Can you write out, unchanged, the rows between the line holding "point per instance: clump" and the line holding "In this exercise you will indicate the beige", inclusive?

PROVIDED RECORDS:
** begin **

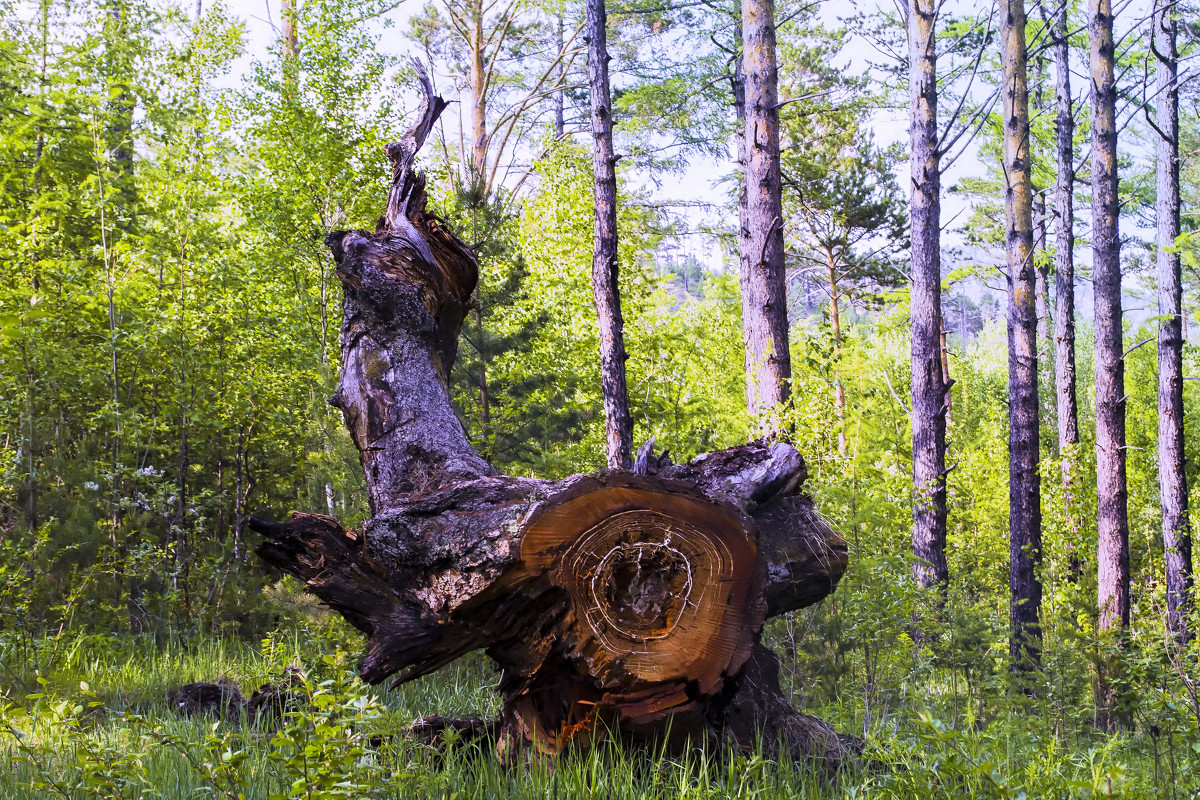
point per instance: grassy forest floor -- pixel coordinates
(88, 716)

** end **
** begin **

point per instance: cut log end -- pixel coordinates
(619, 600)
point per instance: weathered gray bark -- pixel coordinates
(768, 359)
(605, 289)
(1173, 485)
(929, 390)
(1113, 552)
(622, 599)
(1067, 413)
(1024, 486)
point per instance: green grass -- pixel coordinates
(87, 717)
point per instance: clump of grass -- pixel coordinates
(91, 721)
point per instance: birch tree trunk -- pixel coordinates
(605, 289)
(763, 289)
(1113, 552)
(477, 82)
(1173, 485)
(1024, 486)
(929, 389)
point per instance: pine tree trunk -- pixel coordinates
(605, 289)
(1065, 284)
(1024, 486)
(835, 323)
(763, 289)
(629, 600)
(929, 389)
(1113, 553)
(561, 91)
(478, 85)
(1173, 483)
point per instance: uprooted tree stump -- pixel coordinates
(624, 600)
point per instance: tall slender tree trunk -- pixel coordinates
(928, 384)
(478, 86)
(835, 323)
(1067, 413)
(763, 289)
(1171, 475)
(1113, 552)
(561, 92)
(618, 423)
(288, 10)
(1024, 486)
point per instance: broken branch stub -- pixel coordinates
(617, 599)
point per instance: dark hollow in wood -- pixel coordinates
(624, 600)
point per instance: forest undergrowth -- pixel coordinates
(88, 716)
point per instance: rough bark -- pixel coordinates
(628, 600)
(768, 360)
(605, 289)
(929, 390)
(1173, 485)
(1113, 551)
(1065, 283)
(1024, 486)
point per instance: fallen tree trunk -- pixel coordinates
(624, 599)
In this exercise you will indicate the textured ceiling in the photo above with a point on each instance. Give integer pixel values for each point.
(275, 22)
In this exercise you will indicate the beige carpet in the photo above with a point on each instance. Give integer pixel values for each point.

** end **

RESULT OF THE TASK:
point per instance: clump of grass -- pixel coordinates
(91, 721)
point per instance: birch tree trunk -- pixel coordinates
(605, 289)
(763, 289)
(1113, 552)
(477, 82)
(1173, 485)
(1024, 486)
(929, 389)
point per instance: pine tree trunk -- pixel coordinates
(605, 289)
(1065, 284)
(1024, 486)
(835, 323)
(763, 289)
(629, 600)
(929, 389)
(1113, 553)
(561, 91)
(478, 85)
(1173, 483)
point per instance: uprooted tree stump -- pixel coordinates
(624, 600)
point per instance: tall slender tree trunk -- pixel coordinates
(928, 384)
(478, 86)
(835, 323)
(1067, 413)
(763, 289)
(1171, 475)
(1113, 552)
(561, 92)
(618, 423)
(288, 10)
(1024, 486)
point per instance: broken branch stub -- pixel coordinates
(617, 599)
point per instance: dark hollow in wood -- pixel coordinates
(624, 600)
point per instance: forest undergrowth -- pixel coordinates
(88, 716)
point per instance: rough bark -- pixel coordinates
(628, 600)
(768, 360)
(605, 289)
(929, 390)
(1173, 485)
(1113, 551)
(1065, 283)
(1024, 486)
point per instance: fallen tree trunk -- pixel coordinates
(624, 599)
In this exercise you will indicate the textured ceiling in the photo above with a point on each instance. Give integer pixel values for each point.
(275, 22)
In this exercise you will indicate the beige carpet in the photo above with a point on each instance. Give integer pixel values for each point.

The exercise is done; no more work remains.